Photo-based referring expression data
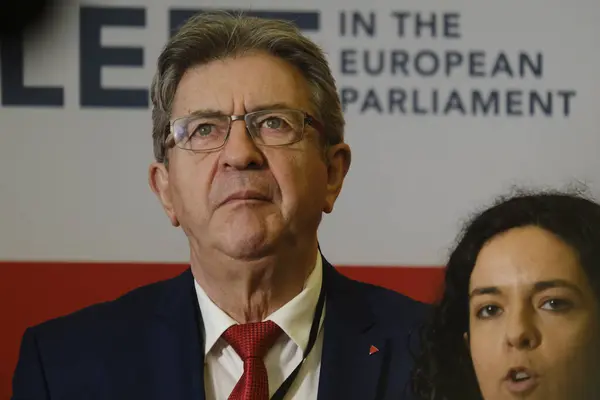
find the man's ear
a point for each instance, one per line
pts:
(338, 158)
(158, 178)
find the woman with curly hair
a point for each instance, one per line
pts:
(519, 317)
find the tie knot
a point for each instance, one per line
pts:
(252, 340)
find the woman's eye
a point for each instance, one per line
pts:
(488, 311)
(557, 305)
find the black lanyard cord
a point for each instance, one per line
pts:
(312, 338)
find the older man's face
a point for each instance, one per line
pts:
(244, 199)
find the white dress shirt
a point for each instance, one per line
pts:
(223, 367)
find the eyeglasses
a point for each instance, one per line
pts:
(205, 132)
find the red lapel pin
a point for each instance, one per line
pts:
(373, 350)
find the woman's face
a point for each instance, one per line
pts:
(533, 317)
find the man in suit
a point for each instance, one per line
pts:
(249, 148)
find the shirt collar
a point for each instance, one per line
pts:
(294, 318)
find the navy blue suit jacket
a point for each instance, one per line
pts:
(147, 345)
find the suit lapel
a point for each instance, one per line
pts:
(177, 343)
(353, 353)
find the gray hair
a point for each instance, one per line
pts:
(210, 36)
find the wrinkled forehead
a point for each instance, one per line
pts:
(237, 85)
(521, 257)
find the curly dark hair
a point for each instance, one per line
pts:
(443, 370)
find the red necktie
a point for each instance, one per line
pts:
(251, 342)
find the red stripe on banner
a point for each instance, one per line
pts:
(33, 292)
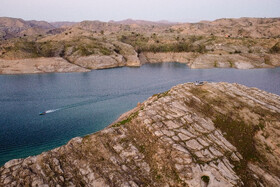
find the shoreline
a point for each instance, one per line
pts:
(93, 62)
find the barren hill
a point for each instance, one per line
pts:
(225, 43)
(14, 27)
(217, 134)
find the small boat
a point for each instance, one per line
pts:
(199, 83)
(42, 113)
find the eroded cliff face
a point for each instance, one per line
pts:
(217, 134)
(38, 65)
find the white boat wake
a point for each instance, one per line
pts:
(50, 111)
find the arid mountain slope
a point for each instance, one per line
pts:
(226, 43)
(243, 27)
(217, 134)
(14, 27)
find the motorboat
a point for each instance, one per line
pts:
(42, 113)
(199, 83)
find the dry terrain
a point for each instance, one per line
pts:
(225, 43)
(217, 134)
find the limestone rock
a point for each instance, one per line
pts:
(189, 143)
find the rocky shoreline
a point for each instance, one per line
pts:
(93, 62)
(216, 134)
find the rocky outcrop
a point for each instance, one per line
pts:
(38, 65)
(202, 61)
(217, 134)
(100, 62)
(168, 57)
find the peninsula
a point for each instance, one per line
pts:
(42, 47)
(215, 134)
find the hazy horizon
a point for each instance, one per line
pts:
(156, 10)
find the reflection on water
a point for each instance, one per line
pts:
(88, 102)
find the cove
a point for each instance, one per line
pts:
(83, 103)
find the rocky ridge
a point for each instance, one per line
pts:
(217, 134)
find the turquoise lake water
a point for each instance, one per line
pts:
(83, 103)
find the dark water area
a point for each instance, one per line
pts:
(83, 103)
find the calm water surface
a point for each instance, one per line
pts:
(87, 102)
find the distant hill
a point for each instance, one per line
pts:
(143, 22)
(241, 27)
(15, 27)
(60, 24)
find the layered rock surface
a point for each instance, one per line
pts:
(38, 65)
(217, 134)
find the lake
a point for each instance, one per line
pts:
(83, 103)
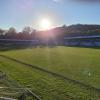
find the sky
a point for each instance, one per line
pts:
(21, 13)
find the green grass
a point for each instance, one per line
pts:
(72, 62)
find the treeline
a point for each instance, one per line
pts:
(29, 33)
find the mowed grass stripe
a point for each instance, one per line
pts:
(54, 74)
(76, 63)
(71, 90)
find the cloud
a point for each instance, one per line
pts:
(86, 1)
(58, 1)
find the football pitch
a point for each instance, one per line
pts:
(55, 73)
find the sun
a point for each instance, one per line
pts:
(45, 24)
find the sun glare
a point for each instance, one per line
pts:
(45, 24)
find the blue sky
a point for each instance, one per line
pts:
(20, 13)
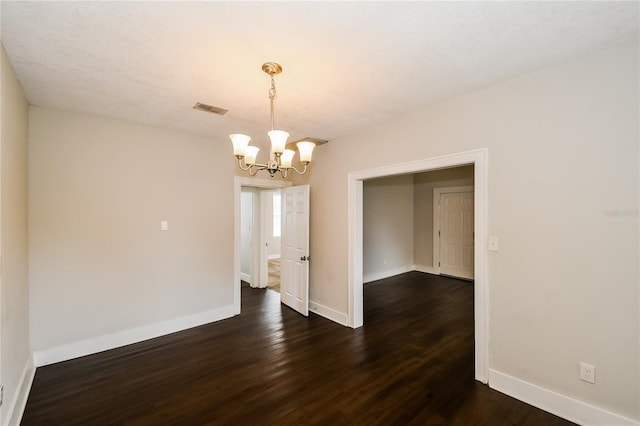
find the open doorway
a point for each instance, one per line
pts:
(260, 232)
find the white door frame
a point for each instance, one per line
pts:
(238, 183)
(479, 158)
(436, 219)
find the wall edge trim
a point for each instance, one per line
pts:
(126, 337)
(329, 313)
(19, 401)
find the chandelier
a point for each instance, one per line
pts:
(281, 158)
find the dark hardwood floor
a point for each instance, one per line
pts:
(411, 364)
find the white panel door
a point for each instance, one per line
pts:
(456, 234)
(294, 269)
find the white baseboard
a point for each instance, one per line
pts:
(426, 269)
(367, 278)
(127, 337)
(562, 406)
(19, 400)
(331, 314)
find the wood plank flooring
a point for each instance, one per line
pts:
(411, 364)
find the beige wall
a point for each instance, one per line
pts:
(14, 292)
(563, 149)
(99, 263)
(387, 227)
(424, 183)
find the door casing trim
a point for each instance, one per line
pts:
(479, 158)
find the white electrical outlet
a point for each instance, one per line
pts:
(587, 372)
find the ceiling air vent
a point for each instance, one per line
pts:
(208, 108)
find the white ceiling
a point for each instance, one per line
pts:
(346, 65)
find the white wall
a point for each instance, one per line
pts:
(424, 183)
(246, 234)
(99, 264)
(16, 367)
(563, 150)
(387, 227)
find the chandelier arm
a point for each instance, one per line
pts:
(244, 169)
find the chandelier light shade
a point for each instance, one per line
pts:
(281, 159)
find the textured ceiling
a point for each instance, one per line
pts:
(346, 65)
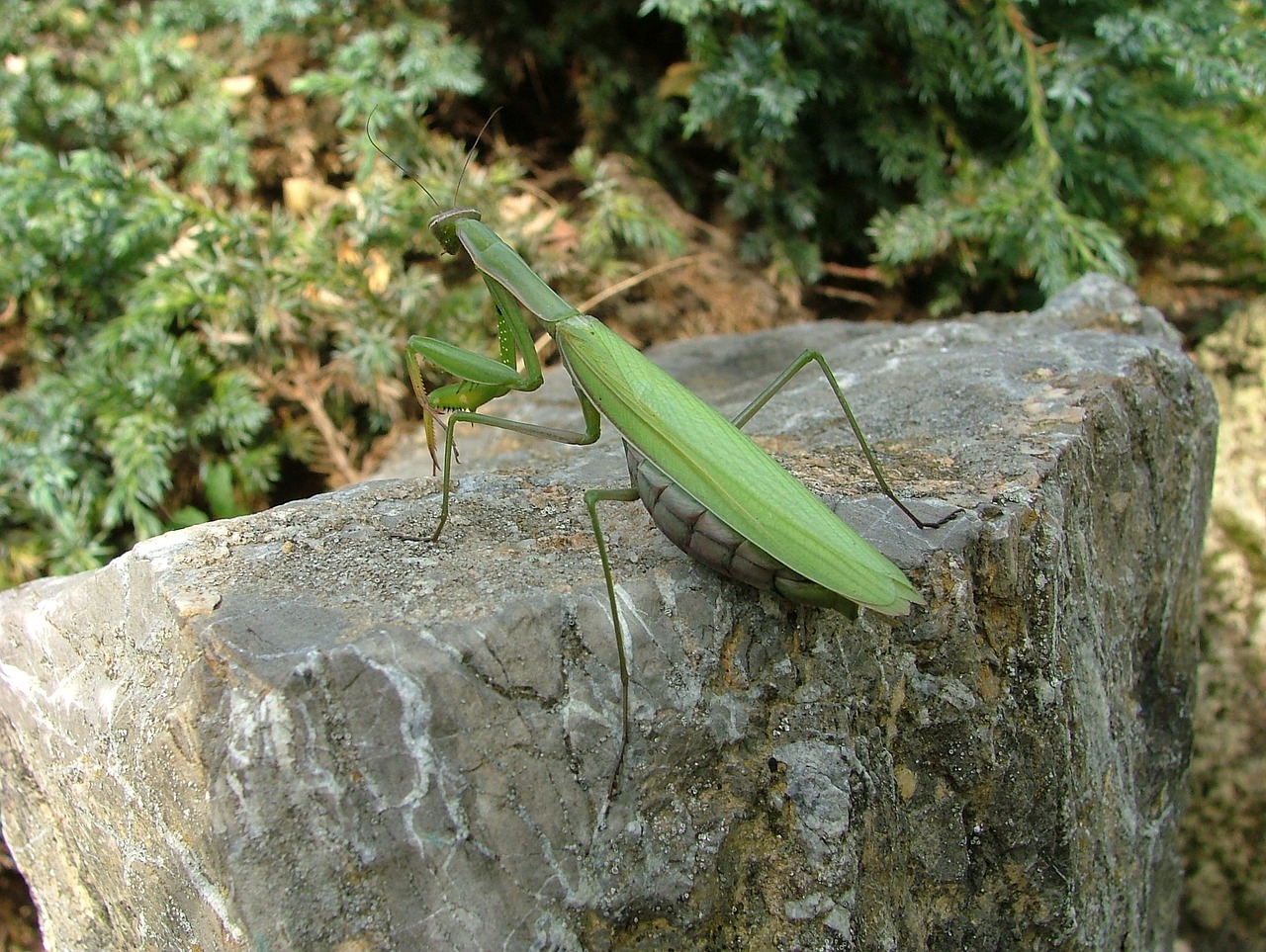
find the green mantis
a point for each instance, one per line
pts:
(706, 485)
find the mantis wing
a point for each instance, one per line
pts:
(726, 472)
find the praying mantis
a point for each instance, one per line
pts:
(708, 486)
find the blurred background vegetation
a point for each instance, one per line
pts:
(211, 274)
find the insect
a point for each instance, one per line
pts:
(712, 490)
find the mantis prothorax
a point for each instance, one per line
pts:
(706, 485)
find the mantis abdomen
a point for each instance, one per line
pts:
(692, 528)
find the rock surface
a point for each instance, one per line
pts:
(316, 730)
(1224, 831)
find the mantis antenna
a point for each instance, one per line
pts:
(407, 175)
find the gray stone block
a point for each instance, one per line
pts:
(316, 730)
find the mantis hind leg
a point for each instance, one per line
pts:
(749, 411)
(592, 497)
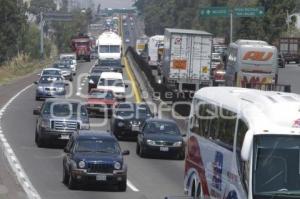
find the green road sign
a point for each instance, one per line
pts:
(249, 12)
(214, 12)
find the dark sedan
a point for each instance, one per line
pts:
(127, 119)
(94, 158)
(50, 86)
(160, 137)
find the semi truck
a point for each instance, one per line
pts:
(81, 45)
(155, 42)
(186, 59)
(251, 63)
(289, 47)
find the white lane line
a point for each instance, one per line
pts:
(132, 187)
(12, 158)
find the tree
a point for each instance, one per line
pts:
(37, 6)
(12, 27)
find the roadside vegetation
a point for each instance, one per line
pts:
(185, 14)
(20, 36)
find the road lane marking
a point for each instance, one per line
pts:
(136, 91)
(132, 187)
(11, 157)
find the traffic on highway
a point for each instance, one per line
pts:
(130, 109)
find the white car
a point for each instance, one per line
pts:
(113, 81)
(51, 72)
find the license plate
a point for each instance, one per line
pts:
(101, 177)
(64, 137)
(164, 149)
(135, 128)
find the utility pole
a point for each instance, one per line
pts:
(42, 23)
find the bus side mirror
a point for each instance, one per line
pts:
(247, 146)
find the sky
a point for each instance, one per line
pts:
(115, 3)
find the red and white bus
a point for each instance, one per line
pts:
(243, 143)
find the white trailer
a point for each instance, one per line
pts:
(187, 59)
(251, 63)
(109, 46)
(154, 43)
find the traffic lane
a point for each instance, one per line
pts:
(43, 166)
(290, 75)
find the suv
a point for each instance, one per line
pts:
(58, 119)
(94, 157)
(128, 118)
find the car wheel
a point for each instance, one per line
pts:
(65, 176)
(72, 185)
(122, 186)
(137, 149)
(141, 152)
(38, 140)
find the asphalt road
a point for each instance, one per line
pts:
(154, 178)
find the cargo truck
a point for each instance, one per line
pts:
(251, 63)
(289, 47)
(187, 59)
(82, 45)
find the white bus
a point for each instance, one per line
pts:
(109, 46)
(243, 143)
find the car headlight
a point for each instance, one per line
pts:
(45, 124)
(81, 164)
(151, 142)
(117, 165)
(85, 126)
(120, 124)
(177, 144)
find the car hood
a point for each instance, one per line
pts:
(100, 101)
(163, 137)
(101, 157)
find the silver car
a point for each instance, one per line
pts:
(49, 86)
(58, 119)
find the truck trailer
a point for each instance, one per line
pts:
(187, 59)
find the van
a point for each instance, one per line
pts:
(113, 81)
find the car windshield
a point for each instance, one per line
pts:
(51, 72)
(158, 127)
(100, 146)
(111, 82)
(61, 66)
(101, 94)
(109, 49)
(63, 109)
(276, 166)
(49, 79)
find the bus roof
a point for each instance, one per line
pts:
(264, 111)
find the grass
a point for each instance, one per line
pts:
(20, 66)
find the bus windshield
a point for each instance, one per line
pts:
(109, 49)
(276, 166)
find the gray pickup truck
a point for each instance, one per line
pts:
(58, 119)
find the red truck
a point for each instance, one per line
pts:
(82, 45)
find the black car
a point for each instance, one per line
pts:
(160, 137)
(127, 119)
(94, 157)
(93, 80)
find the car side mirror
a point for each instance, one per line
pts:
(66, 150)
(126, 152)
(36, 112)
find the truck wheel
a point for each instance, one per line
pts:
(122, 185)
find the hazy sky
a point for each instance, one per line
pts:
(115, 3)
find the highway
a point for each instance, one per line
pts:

-- TASK TO COMPLETE --
Go through the entries above and count each line that contains the string "chandelier". Reply only with the total.

-- SOLUTION BELOW --
3